Some records:
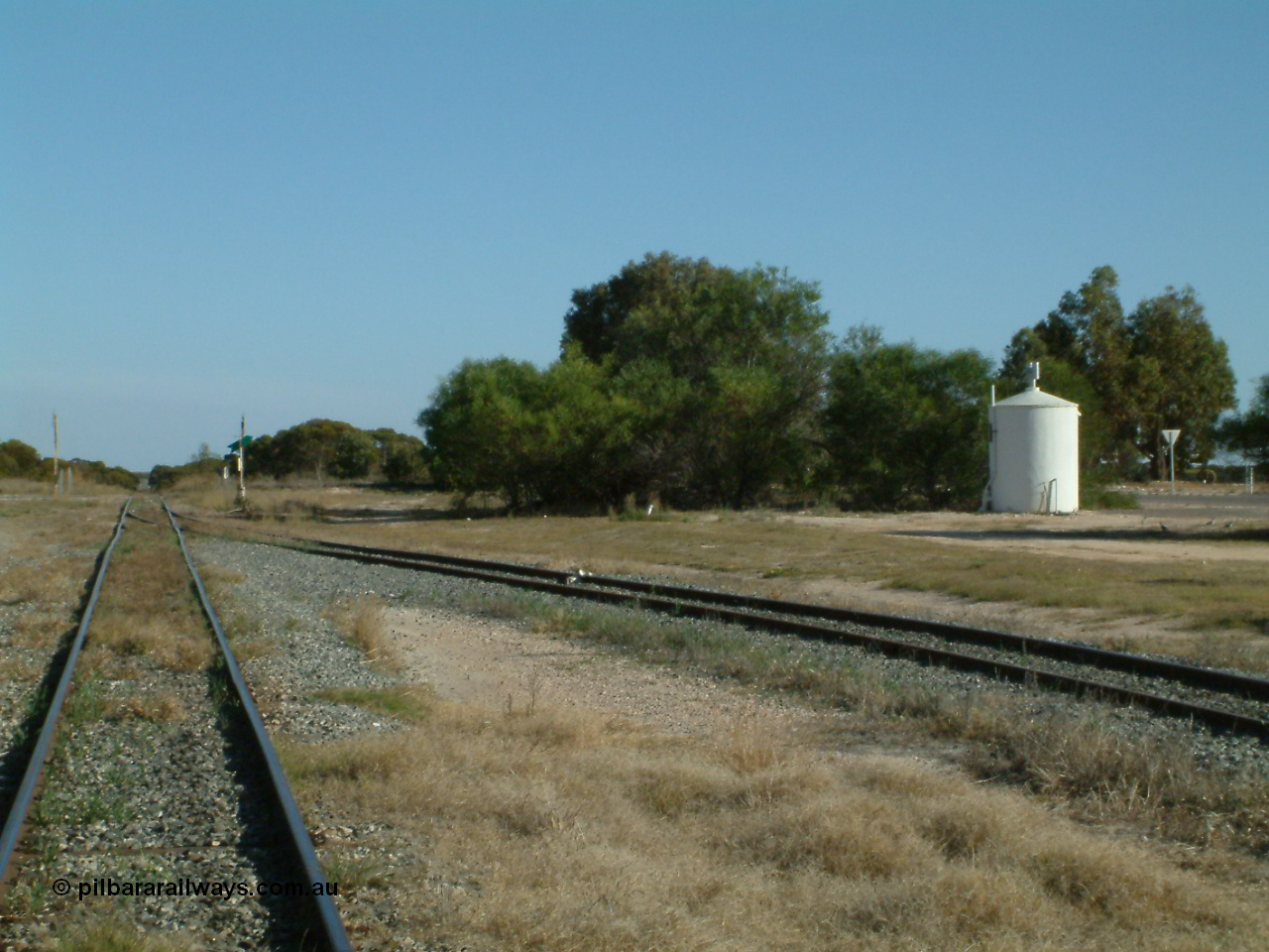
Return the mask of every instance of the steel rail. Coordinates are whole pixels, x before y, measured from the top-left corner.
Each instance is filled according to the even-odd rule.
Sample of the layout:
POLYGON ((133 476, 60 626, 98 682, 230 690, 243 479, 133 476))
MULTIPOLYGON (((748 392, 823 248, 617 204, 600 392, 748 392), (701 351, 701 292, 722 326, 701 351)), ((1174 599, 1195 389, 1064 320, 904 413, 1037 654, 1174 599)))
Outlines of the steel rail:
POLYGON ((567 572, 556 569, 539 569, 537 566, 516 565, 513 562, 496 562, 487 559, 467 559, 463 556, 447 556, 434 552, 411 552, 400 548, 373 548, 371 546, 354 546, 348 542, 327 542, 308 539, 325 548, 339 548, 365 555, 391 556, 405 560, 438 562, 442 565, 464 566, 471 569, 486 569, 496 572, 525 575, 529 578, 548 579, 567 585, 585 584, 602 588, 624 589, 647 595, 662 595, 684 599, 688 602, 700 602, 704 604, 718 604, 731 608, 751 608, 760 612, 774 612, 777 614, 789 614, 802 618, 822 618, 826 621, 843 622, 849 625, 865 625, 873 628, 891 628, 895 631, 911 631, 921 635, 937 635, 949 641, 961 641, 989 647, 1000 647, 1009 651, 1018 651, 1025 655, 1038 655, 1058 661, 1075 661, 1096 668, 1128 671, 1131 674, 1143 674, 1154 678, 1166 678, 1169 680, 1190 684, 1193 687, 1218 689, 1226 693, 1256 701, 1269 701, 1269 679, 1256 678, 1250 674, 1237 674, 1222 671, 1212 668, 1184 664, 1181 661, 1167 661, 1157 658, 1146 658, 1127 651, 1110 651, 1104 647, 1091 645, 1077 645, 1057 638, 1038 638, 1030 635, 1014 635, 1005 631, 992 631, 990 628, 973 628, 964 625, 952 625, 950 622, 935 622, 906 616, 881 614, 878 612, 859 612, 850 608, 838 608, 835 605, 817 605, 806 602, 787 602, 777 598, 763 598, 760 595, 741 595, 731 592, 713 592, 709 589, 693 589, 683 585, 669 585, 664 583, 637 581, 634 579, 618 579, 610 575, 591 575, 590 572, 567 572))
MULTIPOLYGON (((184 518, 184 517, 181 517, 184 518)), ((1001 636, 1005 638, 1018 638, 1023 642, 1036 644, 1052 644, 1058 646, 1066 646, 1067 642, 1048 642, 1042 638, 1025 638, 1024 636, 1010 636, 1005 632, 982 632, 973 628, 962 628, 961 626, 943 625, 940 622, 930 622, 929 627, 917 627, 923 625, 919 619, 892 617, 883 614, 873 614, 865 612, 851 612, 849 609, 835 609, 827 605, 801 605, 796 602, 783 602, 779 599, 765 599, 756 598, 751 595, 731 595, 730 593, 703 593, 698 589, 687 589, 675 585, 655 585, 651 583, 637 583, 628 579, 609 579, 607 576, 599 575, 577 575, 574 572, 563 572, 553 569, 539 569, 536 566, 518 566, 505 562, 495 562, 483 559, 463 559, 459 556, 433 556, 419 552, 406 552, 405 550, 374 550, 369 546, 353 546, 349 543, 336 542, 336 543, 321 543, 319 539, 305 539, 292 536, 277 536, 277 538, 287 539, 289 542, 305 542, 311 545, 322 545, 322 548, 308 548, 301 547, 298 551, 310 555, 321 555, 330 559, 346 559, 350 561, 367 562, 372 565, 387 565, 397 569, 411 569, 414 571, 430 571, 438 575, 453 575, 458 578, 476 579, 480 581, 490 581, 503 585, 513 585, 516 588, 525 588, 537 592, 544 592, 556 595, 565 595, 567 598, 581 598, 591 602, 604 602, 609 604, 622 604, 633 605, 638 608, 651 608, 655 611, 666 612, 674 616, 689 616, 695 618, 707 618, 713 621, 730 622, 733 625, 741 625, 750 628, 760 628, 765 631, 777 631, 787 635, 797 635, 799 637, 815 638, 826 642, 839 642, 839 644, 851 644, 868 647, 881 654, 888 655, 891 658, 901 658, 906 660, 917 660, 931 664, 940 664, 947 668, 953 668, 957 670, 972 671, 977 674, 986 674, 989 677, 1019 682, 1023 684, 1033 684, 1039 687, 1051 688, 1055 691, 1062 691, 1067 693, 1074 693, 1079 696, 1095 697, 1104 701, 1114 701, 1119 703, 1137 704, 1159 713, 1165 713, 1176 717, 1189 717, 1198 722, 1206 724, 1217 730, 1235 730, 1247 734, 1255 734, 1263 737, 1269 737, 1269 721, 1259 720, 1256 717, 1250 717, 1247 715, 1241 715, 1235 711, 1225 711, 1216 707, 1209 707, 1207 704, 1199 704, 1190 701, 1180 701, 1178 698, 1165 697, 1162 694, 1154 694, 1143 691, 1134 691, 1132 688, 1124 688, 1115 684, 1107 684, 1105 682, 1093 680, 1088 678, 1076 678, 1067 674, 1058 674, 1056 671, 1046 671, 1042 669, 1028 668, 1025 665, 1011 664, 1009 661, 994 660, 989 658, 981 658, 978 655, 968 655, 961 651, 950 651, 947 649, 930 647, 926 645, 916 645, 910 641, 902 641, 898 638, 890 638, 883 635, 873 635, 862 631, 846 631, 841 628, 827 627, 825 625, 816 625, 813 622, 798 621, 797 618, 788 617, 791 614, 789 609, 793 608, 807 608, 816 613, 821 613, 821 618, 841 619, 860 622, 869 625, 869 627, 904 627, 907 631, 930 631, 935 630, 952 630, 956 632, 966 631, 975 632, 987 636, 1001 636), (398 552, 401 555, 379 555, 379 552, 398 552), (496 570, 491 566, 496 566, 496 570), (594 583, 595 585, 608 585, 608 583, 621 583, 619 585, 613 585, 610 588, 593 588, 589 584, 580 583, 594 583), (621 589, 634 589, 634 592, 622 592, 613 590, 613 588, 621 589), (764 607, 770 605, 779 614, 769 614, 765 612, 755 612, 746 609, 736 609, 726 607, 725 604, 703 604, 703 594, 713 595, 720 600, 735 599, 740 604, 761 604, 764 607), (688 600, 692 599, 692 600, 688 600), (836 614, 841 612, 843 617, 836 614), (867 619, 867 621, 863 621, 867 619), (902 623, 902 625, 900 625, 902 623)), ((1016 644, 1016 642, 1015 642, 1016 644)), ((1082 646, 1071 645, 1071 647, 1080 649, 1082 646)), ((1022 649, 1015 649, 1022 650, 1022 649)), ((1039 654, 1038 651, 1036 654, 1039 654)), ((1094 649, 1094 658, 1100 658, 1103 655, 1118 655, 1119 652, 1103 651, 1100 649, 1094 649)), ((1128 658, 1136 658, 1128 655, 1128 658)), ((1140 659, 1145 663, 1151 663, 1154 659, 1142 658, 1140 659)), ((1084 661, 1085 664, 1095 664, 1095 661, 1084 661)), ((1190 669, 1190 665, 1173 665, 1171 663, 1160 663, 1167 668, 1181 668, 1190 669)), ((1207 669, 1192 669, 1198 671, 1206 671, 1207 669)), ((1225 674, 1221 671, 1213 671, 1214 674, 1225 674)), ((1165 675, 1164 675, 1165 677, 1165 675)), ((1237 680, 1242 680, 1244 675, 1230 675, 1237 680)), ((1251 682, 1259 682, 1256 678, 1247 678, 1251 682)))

## Problem
Recast the records as a JSON list of strings with one string per line, skipping blank lines. Leave the pictures out.

## Reply to the task
[
  "Return the mask of every instance of the steel rail. Coordinates are whole pixels, x before y, measured from the top-left corner.",
  "Each instance is filled according to the even-odd rule.",
  "Sample of the layout:",
  "POLYGON ((133 476, 60 626, 98 682, 230 690, 243 479, 133 476))",
  "MULTIPOLYGON (((748 392, 823 248, 617 204, 600 392, 748 392), (701 351, 701 292, 722 326, 701 351)), ((1174 599, 1195 389, 1064 320, 904 413, 1037 654, 1174 599)))",
  "Outlines of the steel rail:",
  "POLYGON ((567 572, 556 569, 539 569, 537 566, 516 565, 513 562, 496 562, 487 559, 467 559, 463 556, 447 556, 434 552, 411 552, 400 548, 373 548, 371 546, 354 546, 348 542, 327 542, 308 539, 325 548, 339 548, 365 555, 391 556, 405 560, 438 562, 442 565, 464 566, 471 569, 486 569, 496 572, 525 575, 529 578, 548 579, 567 585, 585 584, 602 588, 624 589, 647 595, 662 595, 684 599, 688 602, 700 602, 704 604, 718 604, 731 608, 751 608, 760 612, 774 612, 777 614, 789 614, 802 618, 822 618, 826 621, 843 622, 849 625, 865 625, 873 628, 891 628, 895 631, 911 631, 921 635, 937 635, 949 641, 961 641, 989 647, 1000 647, 1009 651, 1018 651, 1025 655, 1038 655, 1058 661, 1075 661, 1096 668, 1128 671, 1131 674, 1143 674, 1154 678, 1166 678, 1169 680, 1190 684, 1193 687, 1218 689, 1226 693, 1256 701, 1269 701, 1269 679, 1256 678, 1250 674, 1237 674, 1222 671, 1212 668, 1184 664, 1181 661, 1167 661, 1157 658, 1146 658, 1127 651, 1110 651, 1104 647, 1091 645, 1077 645, 1057 638, 1038 638, 1030 635, 1014 635, 1005 631, 992 631, 990 628, 973 628, 964 625, 952 625, 950 622, 935 622, 906 616, 881 614, 878 612, 859 612, 850 608, 838 608, 835 605, 817 605, 806 602, 787 602, 777 598, 763 598, 760 595, 741 595, 731 592, 713 592, 709 589, 693 589, 683 585, 669 585, 664 583, 637 581, 634 579, 618 579, 610 575, 591 575, 590 572, 567 572))",
  "MULTIPOLYGON (((184 518, 184 517, 181 517, 184 518)), ((1001 636, 1005 638, 1018 638, 1023 642, 1036 644, 1052 644, 1058 646, 1066 646, 1067 642, 1048 642, 1042 638, 1025 638, 1024 636, 1010 636, 1005 632, 982 632, 973 628, 962 628, 961 626, 943 625, 940 622, 930 622, 929 627, 917 627, 923 625, 919 619, 892 617, 883 614, 873 614, 865 612, 851 612, 849 609, 835 609, 827 605, 801 605, 796 602, 783 602, 779 599, 765 599, 756 598, 751 595, 731 595, 730 593, 703 593, 698 589, 687 589, 675 585, 655 585, 651 583, 637 583, 628 579, 609 579, 607 576, 599 575, 577 575, 574 572, 563 572, 553 569, 539 569, 536 566, 518 566, 505 562, 495 562, 483 559, 463 559, 459 556, 433 556, 419 552, 406 552, 405 550, 374 550, 369 546, 353 546, 349 543, 336 542, 336 543, 321 543, 319 539, 305 539, 292 536, 277 536, 277 538, 287 539, 289 542, 305 542, 311 545, 322 545, 322 548, 308 548, 301 547, 298 551, 310 555, 321 555, 330 559, 346 559, 350 561, 367 562, 372 565, 387 565, 397 569, 411 569, 414 571, 430 571, 438 575, 453 575, 458 578, 476 579, 480 581, 490 581, 503 585, 513 585, 516 588, 525 588, 537 592, 544 592, 556 595, 565 595, 567 598, 581 598, 591 602, 604 602, 609 604, 622 604, 633 605, 638 608, 651 608, 655 611, 666 612, 674 616, 689 616, 695 618, 707 618, 713 621, 730 622, 733 625, 741 625, 750 628, 760 628, 765 631, 777 631, 787 635, 797 635, 799 637, 815 638, 826 642, 839 642, 839 644, 851 644, 868 647, 881 654, 888 655, 891 658, 901 658, 906 660, 917 660, 931 664, 940 664, 947 668, 953 668, 957 670, 972 671, 977 674, 986 674, 989 677, 1019 682, 1023 684, 1033 684, 1039 687, 1051 688, 1055 691, 1062 691, 1067 693, 1074 693, 1079 696, 1095 697, 1104 701, 1114 701, 1119 703, 1137 704, 1159 713, 1165 713, 1176 717, 1189 717, 1198 722, 1206 724, 1217 730, 1235 730, 1247 734, 1255 734, 1263 737, 1269 737, 1269 721, 1259 720, 1256 717, 1250 717, 1247 715, 1241 715, 1235 711, 1225 711, 1216 707, 1209 707, 1207 704, 1199 704, 1190 701, 1180 701, 1178 698, 1165 697, 1162 694, 1154 694, 1143 691, 1134 691, 1132 688, 1124 688, 1115 684, 1107 684, 1105 682, 1093 680, 1088 678, 1076 678, 1067 674, 1058 674, 1056 671, 1046 671, 1042 669, 1028 668, 1025 665, 1011 664, 1009 661, 994 660, 989 658, 981 658, 978 655, 968 655, 961 651, 950 651, 947 649, 930 647, 926 645, 916 645, 910 641, 902 641, 898 638, 890 638, 883 635, 873 635, 862 631, 846 631, 841 628, 827 627, 825 625, 816 625, 813 622, 798 621, 797 618, 788 617, 791 614, 789 609, 793 608, 807 608, 816 613, 821 613, 821 618, 841 619, 860 622, 869 625, 869 627, 904 627, 907 631, 930 631, 935 630, 952 630, 956 632, 966 631, 975 632, 987 636, 1001 636), (398 552, 401 555, 379 555, 379 552, 398 552), (496 570, 491 566, 496 566, 496 570), (594 583, 595 585, 608 585, 608 583, 621 583, 619 585, 613 585, 610 588, 593 588, 589 584, 580 583, 594 583), (621 589, 634 589, 634 592, 622 592, 613 590, 613 588, 621 589), (764 607, 770 605, 779 614, 769 614, 765 612, 755 612, 746 609, 736 609, 726 607, 725 604, 703 604, 703 594, 713 595, 720 600, 735 599, 740 604, 761 604, 764 607), (688 600, 692 599, 692 600, 688 600), (836 614, 841 612, 843 617, 836 614), (867 619, 867 621, 863 621, 867 619), (902 623, 902 625, 900 625, 902 623)), ((1016 644, 1016 642, 1015 642, 1016 644)), ((1082 646, 1071 645, 1071 647, 1080 649, 1082 646)), ((1022 649, 1015 649, 1022 650, 1022 649)), ((1039 654, 1038 651, 1036 654, 1039 654)), ((1094 649, 1094 658, 1100 658, 1103 655, 1118 655, 1119 652, 1103 651, 1100 649, 1094 649)), ((1128 658, 1136 658, 1128 655, 1128 658)), ((1140 659, 1145 663, 1151 663, 1154 659, 1142 658, 1140 659)), ((1084 661, 1085 664, 1095 664, 1095 661, 1084 661)), ((1190 669, 1190 665, 1173 665, 1171 663, 1160 663, 1167 668, 1181 668, 1190 669)), ((1207 669, 1192 669, 1198 671, 1206 671, 1207 669)), ((1225 674, 1221 671, 1213 671, 1214 674, 1225 674)), ((1165 675, 1164 675, 1165 677, 1165 675)), ((1237 680, 1242 680, 1244 675, 1230 675, 1237 680)), ((1251 682, 1259 682, 1256 678, 1247 678, 1251 682)))"
]